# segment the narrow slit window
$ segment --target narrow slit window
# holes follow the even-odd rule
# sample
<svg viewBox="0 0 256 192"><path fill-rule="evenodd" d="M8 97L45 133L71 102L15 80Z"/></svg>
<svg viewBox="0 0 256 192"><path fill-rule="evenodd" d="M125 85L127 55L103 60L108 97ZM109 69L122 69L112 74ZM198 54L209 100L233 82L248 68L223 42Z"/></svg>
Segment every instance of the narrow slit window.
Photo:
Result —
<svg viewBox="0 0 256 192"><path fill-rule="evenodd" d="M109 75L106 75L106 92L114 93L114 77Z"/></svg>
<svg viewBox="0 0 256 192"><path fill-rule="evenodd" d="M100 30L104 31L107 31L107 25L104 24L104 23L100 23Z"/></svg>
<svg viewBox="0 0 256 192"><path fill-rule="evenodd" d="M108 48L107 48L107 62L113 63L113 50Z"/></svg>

◆ ◆ ◆ ◆ ◆ ◆ ◆

**SET TASK:** Copy the entire listing above line for line, reproducing every character without alteration.

**ANSWER TO THIS PROBLEM:**
# segment the narrow slit window
$ segment --target narrow slit window
# holes follow the even-odd rule
# sample
<svg viewBox="0 0 256 192"><path fill-rule="evenodd" d="M8 97L45 133L71 102L15 80Z"/></svg>
<svg viewBox="0 0 256 192"><path fill-rule="evenodd" d="M125 85L127 55L103 60L108 97ZM109 69L122 69L112 74ZM198 54L209 100L233 82L248 68L223 42Z"/></svg>
Segment every instance of the narrow slit window.
Photo:
Result —
<svg viewBox="0 0 256 192"><path fill-rule="evenodd" d="M109 75L106 75L106 92L114 93L114 77Z"/></svg>
<svg viewBox="0 0 256 192"><path fill-rule="evenodd" d="M100 30L104 31L107 31L107 25L104 24L104 23L100 23Z"/></svg>
<svg viewBox="0 0 256 192"><path fill-rule="evenodd" d="M108 48L107 48L107 62L113 63L113 50Z"/></svg>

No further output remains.